- _Provided passage_:
+++
In view of the conclusion we hereafter reach, only a brief outline of the facts will be sufficient. Appellant had for some time been engaged at Batesville in buying and selling secondhand automobiles. As is usual in such a business, when appellant *589 sold a car he would take a title-retaining note from the purchaser for a portion of the sales price and would then sell the note in order to secure money to make other purchases for'resale; and, also, as is usual, he would require the purchaser to take out insurance on the car as a matter of financial protection to himself and the one to whom he sold the note.

All the notes involved in this case were sold at a discount to one J. Fred Livingston, who in turn sold them with recourse to the First National Bank at a smaller discount. Livingston, who was engaged in the insurance business, also wrote an insurance policy on each car involved, supposedly getting his information relative to name, address, occupation, etc., from the appellant.
+++
- _Task requirements_:
1 - Update the case excerpt, starting at the words containing "In view of the" and ending at "sold the note.", with "secondhand automobiles" changed to "used trucks".
2 - Answer these questions from the case excerpt:
(a) In what place was the appellant buying and selling cars?
(b) To whom were all the notes in the case sold at a discount?
(c) In what business was that buyer of the notes engaged?
3 - According to the case excerpt, why did the appellant sell the title-retaining notes he took from purchasers?

- _Available data_:
+++
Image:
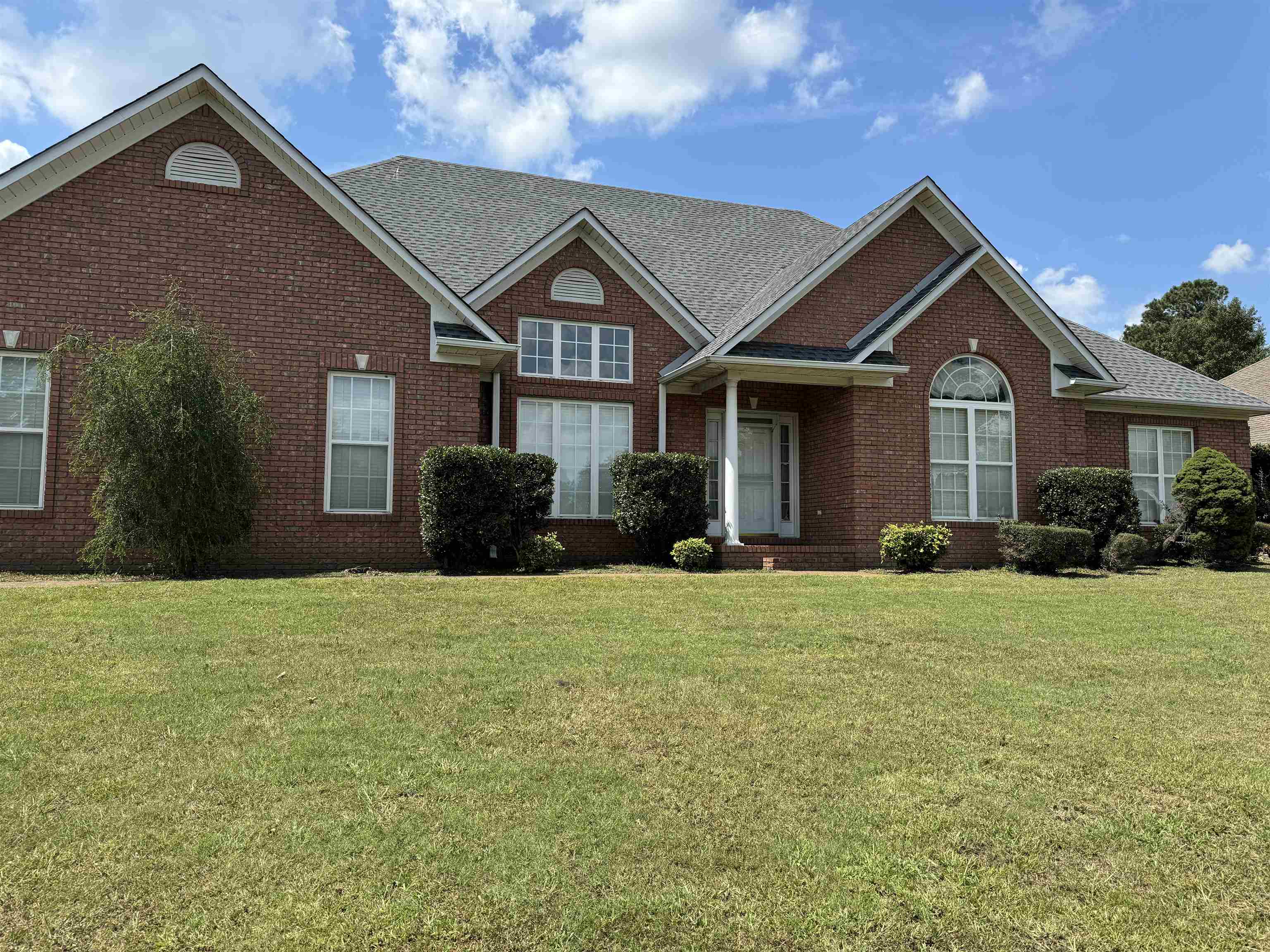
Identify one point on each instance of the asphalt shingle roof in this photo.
(466, 223)
(1150, 377)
+++
- _Results for the exercise_:
1 -
In view of the conclusion we hereafter reach, only a brief outline of the facts will be sufficient. Appellant had for some time been engaged at Batesville in buying and selling used trucks. As is usual in such a business, when appellant *589 sold a car he would take a title-retaining note from the purchaser for a portion of the sales price and would then sell the note in order to secure money to make other purchases for'resale; and, also, as is usual, he would require the purchaser to take out insurance on the car as a matter of financial protection to himself and the one to whom he sold the note.

2 -
(a) Batesville
(b) J. Fred Livingston
(c) The insurance business

3 - He sold the notes to get money to buy other cars for resale.